» **TEXT SECTION**
================
In our study, we found that MYBL2 is upregulated in PCa, and correlated with poor clinical characteristics and risk factors. Furthermore, MYBL2 participate in the immune response of tumor microenvironment in PCa progression. In a nutshell, our study is a pioneering statistical analysis of MYBL2 and links the overexpression of MYBL2 and poor survival rates in PCa, suggesting MYBL2 plays an important role in the immune infiltrates of PCa.
Materials and Methods
Patient Data Sets
MYBL2 expression data of pan-cancer and GTEx were obtained from TIMER2.0 database (http://timer.comp-genomics.org/).The mRNA expression data of PCa datasets (551 samples, transcriptome RNA-seq data) from the cancer genome atlas (PRAD) and clinical information were downloaded from TCGA database (https://www.cancer.gov/about-nci/organization/ccg/research/structural-genomics/tcga). Correlation of MYBL2 with CD8+T cells, neutrophil cells, macrophage cells, monocyte cells, MDSCs and Tregs in PRAD was analyzed by TIMER2.0 database (http://timer.comp-genomics.org/).
================
» **DATA EXTRACT**

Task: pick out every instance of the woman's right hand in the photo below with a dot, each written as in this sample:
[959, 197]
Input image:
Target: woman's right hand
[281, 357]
================
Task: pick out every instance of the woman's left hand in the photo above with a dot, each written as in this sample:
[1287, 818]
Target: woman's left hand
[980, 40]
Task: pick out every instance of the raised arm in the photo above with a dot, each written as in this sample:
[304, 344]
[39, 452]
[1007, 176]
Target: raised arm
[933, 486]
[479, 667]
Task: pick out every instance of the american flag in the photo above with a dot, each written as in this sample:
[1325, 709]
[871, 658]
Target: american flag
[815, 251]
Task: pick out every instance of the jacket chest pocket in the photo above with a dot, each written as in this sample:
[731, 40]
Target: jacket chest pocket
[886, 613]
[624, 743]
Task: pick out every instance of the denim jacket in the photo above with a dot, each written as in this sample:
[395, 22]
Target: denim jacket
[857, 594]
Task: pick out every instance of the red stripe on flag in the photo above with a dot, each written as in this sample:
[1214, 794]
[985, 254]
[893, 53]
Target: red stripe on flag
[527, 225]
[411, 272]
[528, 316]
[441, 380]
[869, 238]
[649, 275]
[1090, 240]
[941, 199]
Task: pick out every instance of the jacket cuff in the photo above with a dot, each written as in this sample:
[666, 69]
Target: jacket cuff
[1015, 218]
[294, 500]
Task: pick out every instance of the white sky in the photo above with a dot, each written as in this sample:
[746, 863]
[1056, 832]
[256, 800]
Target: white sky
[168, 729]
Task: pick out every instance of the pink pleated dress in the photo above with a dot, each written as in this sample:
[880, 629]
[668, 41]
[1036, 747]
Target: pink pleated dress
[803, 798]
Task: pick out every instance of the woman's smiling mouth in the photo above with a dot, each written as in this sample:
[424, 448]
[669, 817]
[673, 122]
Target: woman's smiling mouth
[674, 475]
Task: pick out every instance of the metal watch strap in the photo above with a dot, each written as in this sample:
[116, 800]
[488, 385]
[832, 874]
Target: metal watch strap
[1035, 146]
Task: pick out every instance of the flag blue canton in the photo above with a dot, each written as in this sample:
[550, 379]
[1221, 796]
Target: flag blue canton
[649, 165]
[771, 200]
================
» **WORK INSTRUCTION**
Could you carry the MYBL2 prostate cancer study text forward from its final sentence?

» **EXERCISE ANSWER**
Functional Enrichment Analysis
DESeq2 package was used to explore the differential expression of mRNAs.27 The adjusted p value was applied to correct the false positive results. Adjusted p<0.05 and |log2 (Fold Change) | >1 were defined as the thresholds for the screening of differentially expressed genes (DEGs). “ClusterProfiler” and “org.Hs.eg.db” package were used to perform GO and KEGG analysis.28 In the enrichment results, top 12 pathways were considered to be meaningful pathways under the condition that adjusted p<0.05 is satisfied.
Evaluation of Diagnostic Performance
The “pROC” and “timeROC” packages were applied to evaluate the diagnostic value of MYBL2 in the univariate logistic regression analysis and univariate Cox regression analysis at a specific point in time. The sample status (PCa or normal samples) and progress free status were deemed as dependent variables in the logistic regression analysis and univariate Cox regression analysis, respectively. We could succeed to analyze and compare the diagnostic performance of MYBL2 via the areas under ROC curves (AUC).
Gene Set Enrichment Analysis (GSEA)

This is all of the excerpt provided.